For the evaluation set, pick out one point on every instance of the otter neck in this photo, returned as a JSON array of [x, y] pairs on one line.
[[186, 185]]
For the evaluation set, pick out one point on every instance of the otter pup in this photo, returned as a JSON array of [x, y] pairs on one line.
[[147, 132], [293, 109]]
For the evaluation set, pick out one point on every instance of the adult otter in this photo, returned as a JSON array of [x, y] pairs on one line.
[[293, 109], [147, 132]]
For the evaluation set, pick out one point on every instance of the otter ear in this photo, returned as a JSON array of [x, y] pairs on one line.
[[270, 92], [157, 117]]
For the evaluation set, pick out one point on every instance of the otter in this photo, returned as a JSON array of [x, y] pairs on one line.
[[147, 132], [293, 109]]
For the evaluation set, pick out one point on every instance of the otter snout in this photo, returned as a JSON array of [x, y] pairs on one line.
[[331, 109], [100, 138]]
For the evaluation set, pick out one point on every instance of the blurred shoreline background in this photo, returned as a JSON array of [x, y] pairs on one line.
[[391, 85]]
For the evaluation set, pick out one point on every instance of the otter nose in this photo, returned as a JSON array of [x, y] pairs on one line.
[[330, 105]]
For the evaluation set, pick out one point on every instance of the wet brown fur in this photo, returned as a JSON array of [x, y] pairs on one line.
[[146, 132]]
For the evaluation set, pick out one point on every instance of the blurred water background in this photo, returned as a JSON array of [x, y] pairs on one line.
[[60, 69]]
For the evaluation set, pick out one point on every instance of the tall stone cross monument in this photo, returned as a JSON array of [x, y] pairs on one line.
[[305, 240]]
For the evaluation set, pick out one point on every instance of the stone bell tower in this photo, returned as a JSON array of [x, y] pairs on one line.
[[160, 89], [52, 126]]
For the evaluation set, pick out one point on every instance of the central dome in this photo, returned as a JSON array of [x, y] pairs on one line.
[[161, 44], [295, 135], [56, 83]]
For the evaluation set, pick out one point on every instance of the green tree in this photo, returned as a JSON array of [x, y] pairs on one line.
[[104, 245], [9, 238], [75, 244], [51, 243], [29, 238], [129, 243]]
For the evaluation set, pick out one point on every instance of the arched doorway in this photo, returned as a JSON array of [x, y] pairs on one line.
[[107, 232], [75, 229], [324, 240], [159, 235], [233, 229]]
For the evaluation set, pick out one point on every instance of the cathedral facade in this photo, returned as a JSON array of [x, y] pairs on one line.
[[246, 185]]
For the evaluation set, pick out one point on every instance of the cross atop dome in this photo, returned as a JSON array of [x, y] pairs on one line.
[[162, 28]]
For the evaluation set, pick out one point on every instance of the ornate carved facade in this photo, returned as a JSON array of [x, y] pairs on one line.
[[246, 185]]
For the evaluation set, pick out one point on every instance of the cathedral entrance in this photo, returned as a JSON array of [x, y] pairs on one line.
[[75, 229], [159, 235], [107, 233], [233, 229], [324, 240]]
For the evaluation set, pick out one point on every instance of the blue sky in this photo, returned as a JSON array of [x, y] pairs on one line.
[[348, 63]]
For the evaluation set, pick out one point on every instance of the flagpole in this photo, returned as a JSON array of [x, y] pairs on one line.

-- Instructions for the task --
Repeat each of the entries above word for word, in the same order.

-- Full output --
For the evaluation set, pick out one point on every instance of the otter neck in this photo, returned as a JSON array of [x, y] pairs on one line.
[[186, 185]]
For the evaluation set, pick out one point on every instance of the otter pup in this photo, returned as a JSON array of [x, y] pairs on one line.
[[147, 132], [293, 109]]
For the evaluation set, pick out one point on every instance of the adult otter in this photo, returned as a JSON array of [x, y] pairs on one line.
[[293, 109], [147, 132]]
For the evaluation set, pick out one point on every instance of the otter ear in this photo, returned as a JSON array of [x, y] pairs on one line.
[[270, 92], [157, 117]]
For the evaluation set, pick out one point on every instance of the otter in this photo, returned as a JSON array of [x, y] pairs on one line.
[[147, 132], [293, 109]]
For the evaluation set, pick out one point on every instance of the otter snout in this photo, returned as a JSON array of [x, y] pairs on one line.
[[331, 109], [100, 138]]
For the evaluation set, pick out one point on every instance of the blurred shoreline background in this photo, returned as a JSON array of [x, y] pairs on one line.
[[391, 85]]
For the evaluation set, pick out one point on every instance of the otter nose in this photo, returned as a JSON array of [x, y] pairs on one line.
[[330, 105]]
For the evaluation set, pick out one point on every instance of the wet brown fur in this photo, returned as a JSON array of [x, y] pairs on one line.
[[146, 132]]
For the evaluation set, pick out one point on every instance of the blurred water background in this photo, returned as a JSON array of [x, y] pairs on one line.
[[60, 69]]
For the evaluation set, pick out one point on every instance of the tall stone cross monument in this photo, returned as a JSON array of [x, y] pairs on one line.
[[305, 240]]
For the evaluation set, pick out one point on every instance of the stone bell tower in this photo, returned as a JSON array of [x, y] pairs on one line.
[[160, 89], [52, 126]]
For the evaluation set, pick out one point on every instance of the central dome in this photo, returned as a JSON array of [x, y] pairs on one line.
[[161, 44], [295, 135], [56, 83]]
For the evaluation set, pick out one point on every instance of the green tree in this photo, returned as a JSON array of [x, y] pairs on one line.
[[104, 245], [9, 238], [75, 244], [51, 243], [29, 238], [129, 243]]
For the evaluation set, pick out one point on every instance of the arched doorway in this photo, returned as a JSON array of [x, y] pairs on one line.
[[107, 232], [75, 229], [324, 240], [159, 235], [233, 229]]
For the evaluation set, pick out one point on every instance of the cathedral facade in this photo, returned as a JSON array of [x, y] pairs on one line.
[[246, 185]]
For the evaluation set, pick out one point on every instance of the cross atop dome in this photo, returned as a JSON array of [x, y] pairs on one line.
[[162, 28]]
For the evaluation set, pick out one point on every instance of the ornate carved facade in this photo, returned as a JSON array of [x, y] pairs on one line.
[[246, 185]]
For the evaluation set, pick out one point on every instance of the cathedral entrance in this photo, returned as a JSON array of [x, y] pairs on one line.
[[75, 229], [159, 235], [107, 233], [233, 229], [324, 240]]
For the evaluation set, pick out one point on every instance of the blue sky in this photo, returned as a JSON array of [x, y] pairs on one line.
[[348, 63]]
For the evaluation set, pick out one point on every instance of the flagpole in this photo, returned as a JSON array of [x, y] pairs on one line.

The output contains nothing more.